> _Stated task_: Please copy out the records below, swapping every "thickest part of the object" for "widest part of the object" and keeping everything else unchanged. Leave out the pictures.

> _Records for the task_:
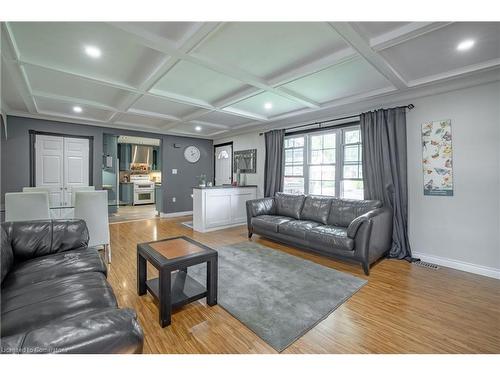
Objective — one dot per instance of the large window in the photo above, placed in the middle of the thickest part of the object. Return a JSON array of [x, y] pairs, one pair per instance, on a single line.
[[294, 165], [324, 163]]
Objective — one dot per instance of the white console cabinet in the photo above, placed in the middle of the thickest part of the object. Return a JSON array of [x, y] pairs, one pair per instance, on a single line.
[[219, 207]]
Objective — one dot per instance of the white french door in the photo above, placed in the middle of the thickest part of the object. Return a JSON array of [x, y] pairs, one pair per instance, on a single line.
[[223, 164], [61, 165]]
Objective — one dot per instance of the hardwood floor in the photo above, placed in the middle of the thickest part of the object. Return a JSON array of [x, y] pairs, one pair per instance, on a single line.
[[402, 309]]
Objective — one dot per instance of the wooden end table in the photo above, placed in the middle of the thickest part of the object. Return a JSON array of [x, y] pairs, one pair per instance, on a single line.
[[174, 289]]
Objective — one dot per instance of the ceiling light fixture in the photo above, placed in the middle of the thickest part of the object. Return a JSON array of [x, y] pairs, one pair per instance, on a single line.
[[465, 45], [93, 51]]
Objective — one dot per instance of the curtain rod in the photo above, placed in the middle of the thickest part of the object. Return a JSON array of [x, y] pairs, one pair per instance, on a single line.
[[319, 123]]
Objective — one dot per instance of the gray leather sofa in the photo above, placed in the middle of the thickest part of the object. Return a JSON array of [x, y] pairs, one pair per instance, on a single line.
[[355, 230], [54, 293]]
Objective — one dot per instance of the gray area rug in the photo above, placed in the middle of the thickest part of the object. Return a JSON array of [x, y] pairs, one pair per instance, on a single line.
[[278, 296]]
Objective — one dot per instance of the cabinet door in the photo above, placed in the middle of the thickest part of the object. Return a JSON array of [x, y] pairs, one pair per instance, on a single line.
[[238, 205], [217, 209]]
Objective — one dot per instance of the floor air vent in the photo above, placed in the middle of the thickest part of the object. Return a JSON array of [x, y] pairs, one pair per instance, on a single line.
[[426, 265]]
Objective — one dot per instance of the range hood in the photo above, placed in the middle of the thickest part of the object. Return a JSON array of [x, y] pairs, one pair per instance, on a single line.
[[142, 155]]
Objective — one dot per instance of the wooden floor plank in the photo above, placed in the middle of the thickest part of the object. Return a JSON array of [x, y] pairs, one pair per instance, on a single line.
[[402, 309]]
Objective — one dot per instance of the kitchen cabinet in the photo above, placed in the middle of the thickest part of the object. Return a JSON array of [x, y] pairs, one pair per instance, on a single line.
[[158, 198], [156, 166], [127, 193], [125, 155], [110, 153]]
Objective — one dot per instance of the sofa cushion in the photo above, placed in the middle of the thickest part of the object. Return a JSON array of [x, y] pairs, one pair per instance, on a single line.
[[289, 205], [6, 256], [57, 265], [32, 306], [343, 211], [330, 236], [30, 239], [316, 208], [103, 331], [269, 222], [297, 228]]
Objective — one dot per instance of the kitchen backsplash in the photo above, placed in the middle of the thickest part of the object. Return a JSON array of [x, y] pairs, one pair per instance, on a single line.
[[153, 176]]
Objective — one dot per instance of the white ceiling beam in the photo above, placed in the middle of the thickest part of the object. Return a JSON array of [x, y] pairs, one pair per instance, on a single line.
[[190, 42], [238, 97], [404, 33], [69, 99], [196, 114], [164, 45], [460, 72], [151, 114], [18, 73], [315, 66], [360, 44], [248, 78], [209, 124]]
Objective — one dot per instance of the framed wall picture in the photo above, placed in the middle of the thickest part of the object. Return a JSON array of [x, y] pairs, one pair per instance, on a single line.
[[437, 158]]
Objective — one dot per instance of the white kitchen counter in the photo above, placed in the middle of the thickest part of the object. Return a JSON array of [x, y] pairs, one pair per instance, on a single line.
[[219, 207]]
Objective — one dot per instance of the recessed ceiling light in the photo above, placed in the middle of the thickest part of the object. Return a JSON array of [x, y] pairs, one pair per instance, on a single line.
[[465, 45], [93, 51]]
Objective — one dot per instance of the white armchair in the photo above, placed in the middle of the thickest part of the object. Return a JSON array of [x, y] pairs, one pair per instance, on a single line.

> _Full response_:
Objective — one dot per instance of the large window in the photo above, placed in the middle of the widest part of the object. Return a JSON array of [x, y] pairs, one pair per instance, on a single line.
[[294, 165], [324, 163]]
Objective — one dot per instance of the white console cabinet in the photo above, placed in the middle of the widest part of the object. Return a JSON array of [x, y] pairs, one pair per instance, on a single line.
[[219, 207]]
Objective — one dot per instance of the white french door in the photo above, placed in the middle of the widest part of the object. Return a JSON array of [x, y] pairs, one pair per instance, on a single line.
[[223, 164], [61, 165]]
Objective — one dot per instance of the hardwood floor in the photo above, placed in the middle of the widest part of the object. Return a JSON array of [x, y] pairs, one pair per instance, on a single line.
[[402, 309]]
Objective — one dot per instance of the wooden end table in the photo above, placed in the middle of the widest part of the object. Return a JSON array of [x, y] pairs, one pair per instance, on a single line.
[[174, 289]]
Objective — one dot per instance of the ceiling light fixture in the photo above, placed in the middle of the widest part of the object. Return a JSON array of [x, y] pairs, one pair per instance, on a single line.
[[465, 45], [93, 51]]
Objective — one dot per instance of the curtain rod in the photo above, placed in the middle of the widest part of the object. Return a JSON array of [x, y] pairs, one pair per instance, on a single line.
[[319, 123]]
Objective — one dot per instance of the gray leather sofa in the photo above, placed in the middle of the widest part of the object. Return a JSON array of [x, y] pairs, one pair per instance, on a single line.
[[355, 230], [54, 293]]
Objective — one dot per instance of the gray area rug in the photo above, placed in the middle of the widest part of the object. Return a JSON array of [x, y] pairs, one pair per instance, on a single line.
[[278, 296]]
Objective — one dot per instance of the cabinet door in the photo above, placed in the middle of the widest part of the object. Return a JSON array of [x, y] pairs, one pair per instance, on a single line.
[[238, 205], [217, 209]]
Objective — one dot per instance of the floor air vent in the photo above, placed in the middle of the widest part of the object. Return a JSON array of [x, y] pairs, one pair per instance, on a single line.
[[426, 265]]
Objective — one dot per instance of the range hood in the photo above, placed in the middle of the widest part of the object. Return a JSON array of [x, y] pairs, one pair per instance, on a single line.
[[142, 155]]
Objective — one dot per instance of the wooden floor plank in the photo above, placed in the middle of the widest part of the object. Return a JSON array of [x, y] pairs, one pair per instance, on a single line.
[[402, 309]]
Objective — one dot per instance of the kitchen cabinet in the photo above, placed in the middle of the widest part of the object. Return a JSON array of [x, y] pairs, one pair per instance, on a single line.
[[158, 198], [156, 166], [127, 193], [125, 155], [110, 153]]
Objective — one dot per instance of the sofa cushion in the photo above, placed in the middle of the widest part of the object. Return a JSON array of [x, y] pairs, one pair per instance, on a single line.
[[289, 205], [6, 256], [57, 265], [32, 306], [343, 211], [330, 236], [30, 239], [316, 208], [103, 331], [269, 222], [297, 228]]
Objective — one dot per instance of the kitchen backsplash in the photo above, placed in the middle of the widest part of the object. Return a JSON array of [x, y] pairs, one pair per instance, on a single line.
[[153, 176]]
Objective — one dot per instance of the white ceiling beam in the photo above, placed in the middle of the widest part of the object. Return a JSON array of [x, y] pairs, one pair per instance, on a single line.
[[190, 42], [238, 97], [404, 33], [69, 99], [196, 114], [164, 45], [460, 72], [151, 114], [18, 73], [315, 66], [360, 44], [248, 78], [209, 124]]
Objective — one dot per instance of the framed wall picture in the photo above, placed in the middle of the widest part of the object. Return a JSON array of [x, y] pairs, one pair per instance, on a single line.
[[437, 158]]
Objective — one dot per instance of the white kitchen counter in the photo above, placed in the middle of the widest part of the object. Return a JSON array of [x, y] pairs, one pair per instance, on a single line.
[[219, 207]]
Objective — one dot per instance of the recessed ceiling light in the photo above, placed in the middle of the widest part of the object. Return a JSON array of [x, y] pairs, one pair per instance, on a single line.
[[465, 45], [93, 51]]
Objective — one dot per instance of the white armchair in the photo above, placed in the middle of the widest part of the object. Return a JSON array of [x, y] pairs, one pair per instance, on a single line.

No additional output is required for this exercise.